* [Given information]
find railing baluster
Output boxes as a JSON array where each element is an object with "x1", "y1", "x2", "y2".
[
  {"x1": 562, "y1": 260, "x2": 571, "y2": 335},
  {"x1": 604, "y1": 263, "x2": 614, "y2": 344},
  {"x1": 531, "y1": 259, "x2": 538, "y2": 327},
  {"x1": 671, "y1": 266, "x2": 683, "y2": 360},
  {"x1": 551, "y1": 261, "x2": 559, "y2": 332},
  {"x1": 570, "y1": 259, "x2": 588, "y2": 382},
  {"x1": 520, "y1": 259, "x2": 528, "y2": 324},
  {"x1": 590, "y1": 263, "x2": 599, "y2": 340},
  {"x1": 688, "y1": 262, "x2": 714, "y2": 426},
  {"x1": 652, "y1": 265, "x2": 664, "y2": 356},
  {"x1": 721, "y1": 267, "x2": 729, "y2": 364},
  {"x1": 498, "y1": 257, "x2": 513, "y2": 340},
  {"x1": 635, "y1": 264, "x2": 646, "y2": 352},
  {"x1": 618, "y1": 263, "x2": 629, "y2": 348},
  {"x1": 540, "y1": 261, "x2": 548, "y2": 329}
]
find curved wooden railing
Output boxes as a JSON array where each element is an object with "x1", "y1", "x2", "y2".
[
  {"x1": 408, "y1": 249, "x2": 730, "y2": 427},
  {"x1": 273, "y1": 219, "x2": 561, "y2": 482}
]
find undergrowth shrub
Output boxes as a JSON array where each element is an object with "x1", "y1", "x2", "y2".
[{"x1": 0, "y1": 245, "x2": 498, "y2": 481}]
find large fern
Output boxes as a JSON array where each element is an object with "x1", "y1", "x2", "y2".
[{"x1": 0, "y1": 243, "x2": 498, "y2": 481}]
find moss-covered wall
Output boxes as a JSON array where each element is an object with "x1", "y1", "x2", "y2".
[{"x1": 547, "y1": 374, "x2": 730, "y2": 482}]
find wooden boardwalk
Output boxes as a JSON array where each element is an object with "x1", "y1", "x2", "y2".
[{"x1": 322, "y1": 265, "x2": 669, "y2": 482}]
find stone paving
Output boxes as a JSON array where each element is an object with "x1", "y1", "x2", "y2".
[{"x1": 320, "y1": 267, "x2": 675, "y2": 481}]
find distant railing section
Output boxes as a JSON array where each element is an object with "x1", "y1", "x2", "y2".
--
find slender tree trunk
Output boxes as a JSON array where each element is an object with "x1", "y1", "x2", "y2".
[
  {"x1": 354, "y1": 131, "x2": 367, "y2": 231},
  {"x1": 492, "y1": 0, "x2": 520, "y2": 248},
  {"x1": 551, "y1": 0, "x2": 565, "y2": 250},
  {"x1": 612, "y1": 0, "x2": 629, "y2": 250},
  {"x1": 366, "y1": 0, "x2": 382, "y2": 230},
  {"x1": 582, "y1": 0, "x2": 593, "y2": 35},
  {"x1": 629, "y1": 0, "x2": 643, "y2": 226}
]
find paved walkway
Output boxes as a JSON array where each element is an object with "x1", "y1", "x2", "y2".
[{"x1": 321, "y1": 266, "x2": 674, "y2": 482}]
--
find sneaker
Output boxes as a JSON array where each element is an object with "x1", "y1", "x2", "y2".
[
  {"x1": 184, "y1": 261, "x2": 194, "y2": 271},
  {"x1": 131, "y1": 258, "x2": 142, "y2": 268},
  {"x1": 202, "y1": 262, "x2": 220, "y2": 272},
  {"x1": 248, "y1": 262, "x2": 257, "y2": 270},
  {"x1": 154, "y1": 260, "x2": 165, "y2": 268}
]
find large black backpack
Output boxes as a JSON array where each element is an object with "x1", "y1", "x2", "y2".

* [Task directions]
Only lines with the string "wooden" are wanted; please find each one in the listing and copy it.

* [Answer to this task]
find curved wooden railing
find wooden boardwalk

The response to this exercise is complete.